*** Begin section ***

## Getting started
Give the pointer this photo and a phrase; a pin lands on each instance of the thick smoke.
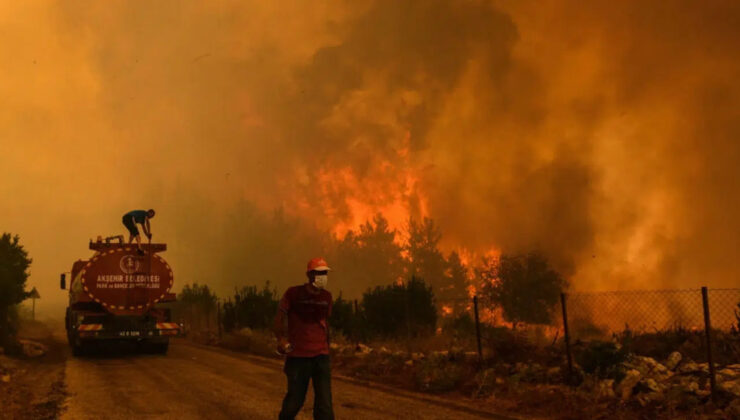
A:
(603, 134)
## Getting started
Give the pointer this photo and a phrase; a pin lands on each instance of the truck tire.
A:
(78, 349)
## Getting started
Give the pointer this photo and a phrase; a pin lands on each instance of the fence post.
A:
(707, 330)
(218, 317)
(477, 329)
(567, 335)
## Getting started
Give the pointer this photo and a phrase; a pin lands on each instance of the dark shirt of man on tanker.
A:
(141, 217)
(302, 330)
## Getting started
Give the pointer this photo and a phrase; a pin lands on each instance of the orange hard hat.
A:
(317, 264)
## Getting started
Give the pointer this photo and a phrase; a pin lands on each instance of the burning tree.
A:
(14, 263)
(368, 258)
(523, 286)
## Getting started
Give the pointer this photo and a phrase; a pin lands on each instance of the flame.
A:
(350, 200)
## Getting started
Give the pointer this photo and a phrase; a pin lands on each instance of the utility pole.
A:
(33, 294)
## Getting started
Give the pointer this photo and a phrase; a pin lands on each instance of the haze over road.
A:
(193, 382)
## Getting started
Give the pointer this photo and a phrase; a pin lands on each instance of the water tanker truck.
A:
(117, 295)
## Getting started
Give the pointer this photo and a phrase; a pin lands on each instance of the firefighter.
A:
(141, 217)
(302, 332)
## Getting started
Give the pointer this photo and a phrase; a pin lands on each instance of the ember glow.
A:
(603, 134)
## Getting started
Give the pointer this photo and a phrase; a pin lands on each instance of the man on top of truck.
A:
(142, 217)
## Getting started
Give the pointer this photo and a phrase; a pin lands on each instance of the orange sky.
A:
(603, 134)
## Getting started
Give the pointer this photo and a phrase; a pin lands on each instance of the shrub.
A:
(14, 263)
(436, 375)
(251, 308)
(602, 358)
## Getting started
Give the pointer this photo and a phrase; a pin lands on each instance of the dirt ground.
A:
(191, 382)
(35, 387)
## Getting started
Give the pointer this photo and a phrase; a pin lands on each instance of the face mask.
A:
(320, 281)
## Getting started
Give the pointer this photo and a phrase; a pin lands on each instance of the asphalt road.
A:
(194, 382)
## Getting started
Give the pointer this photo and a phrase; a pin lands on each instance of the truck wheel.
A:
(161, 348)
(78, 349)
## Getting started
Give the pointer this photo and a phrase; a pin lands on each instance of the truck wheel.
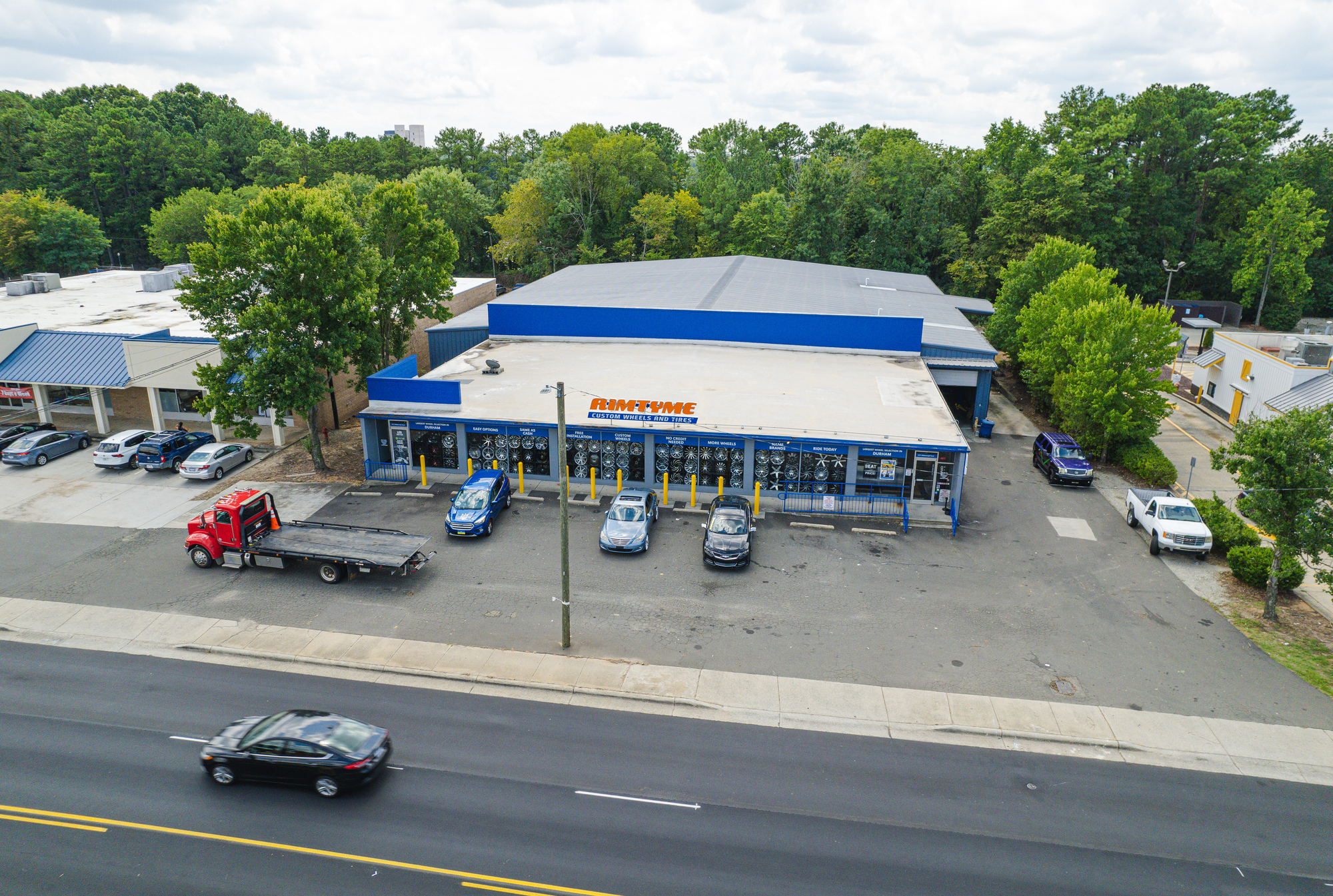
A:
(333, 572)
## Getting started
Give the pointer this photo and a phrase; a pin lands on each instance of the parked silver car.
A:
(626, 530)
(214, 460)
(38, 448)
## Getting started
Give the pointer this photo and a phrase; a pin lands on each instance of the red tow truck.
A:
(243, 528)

*** End section ***

- _What to work on_:
Return all lines from the entries that contain the string "truck".

- _Written response_:
Give the pointer this photo and a phrase; a pin lands on each instance of the truck tire.
Give the pointer this photo and a phrase; a pin lands on each instance of the water tanker truck.
Give the pointer this photo and a phrase; a pin lands on each instance of the man on top of truck.
Give the pointer this photo and a phrase; a pin lands on each instance of the truck wheel.
Give the pointer this photo and a phrase; a pin lands on each instance of the truck wheel.
Give the pointer this photo and a phrase; a pin lands on each instance of the red tow truck.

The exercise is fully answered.